**WHAT THE EXERCISE ASKS**
Please locate each line in the records below that contains the word "bowl", and copy those lines out in full. Case counts when matching.

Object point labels
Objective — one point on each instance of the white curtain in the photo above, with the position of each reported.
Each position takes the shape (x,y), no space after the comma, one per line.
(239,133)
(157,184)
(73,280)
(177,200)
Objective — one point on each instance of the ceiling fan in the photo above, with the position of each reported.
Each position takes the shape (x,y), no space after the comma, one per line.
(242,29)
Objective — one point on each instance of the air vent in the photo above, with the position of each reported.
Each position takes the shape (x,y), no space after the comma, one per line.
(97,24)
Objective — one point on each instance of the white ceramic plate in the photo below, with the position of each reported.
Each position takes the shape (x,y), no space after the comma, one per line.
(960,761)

==

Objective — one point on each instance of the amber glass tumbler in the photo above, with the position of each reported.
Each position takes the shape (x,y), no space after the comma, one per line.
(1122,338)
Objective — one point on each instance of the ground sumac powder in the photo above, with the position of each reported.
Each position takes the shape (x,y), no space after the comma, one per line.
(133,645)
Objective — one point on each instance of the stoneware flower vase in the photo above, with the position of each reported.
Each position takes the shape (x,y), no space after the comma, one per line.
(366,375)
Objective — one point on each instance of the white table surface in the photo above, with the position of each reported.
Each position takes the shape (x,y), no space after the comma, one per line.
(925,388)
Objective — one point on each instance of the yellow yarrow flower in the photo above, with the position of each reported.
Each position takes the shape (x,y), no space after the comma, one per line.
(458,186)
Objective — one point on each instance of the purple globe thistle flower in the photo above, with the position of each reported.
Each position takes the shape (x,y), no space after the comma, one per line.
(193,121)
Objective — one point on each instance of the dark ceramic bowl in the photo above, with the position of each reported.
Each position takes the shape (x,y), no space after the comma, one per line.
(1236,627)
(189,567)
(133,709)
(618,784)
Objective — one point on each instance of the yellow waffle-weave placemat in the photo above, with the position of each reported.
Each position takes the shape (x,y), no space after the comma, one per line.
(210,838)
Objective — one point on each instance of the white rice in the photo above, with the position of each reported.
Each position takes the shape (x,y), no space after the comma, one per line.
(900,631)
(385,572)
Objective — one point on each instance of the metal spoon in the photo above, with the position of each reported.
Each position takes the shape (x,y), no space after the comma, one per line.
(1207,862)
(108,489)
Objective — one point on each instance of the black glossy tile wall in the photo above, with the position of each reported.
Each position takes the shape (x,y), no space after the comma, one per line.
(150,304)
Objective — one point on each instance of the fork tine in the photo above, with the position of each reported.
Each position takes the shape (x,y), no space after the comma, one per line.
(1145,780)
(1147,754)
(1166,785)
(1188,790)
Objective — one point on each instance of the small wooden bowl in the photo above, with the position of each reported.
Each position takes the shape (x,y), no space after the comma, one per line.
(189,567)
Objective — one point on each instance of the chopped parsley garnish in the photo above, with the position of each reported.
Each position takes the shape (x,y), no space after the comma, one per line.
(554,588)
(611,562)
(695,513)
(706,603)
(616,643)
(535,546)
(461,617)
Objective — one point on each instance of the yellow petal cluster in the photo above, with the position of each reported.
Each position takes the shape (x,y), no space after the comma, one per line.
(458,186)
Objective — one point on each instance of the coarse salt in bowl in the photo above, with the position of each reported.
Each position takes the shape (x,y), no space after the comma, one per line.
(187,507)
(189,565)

**WRITTEN RESPONSE**
Objective — one point on each instance of the dark ceramic bowl in the photo above, with the position of each reported.
Objective — one point on each instance of the small wooden bowl in the photo above, with the position of each reported.
Objective — one point on each instance of the coarse salt in bowl in the photo above, with the position of each reported.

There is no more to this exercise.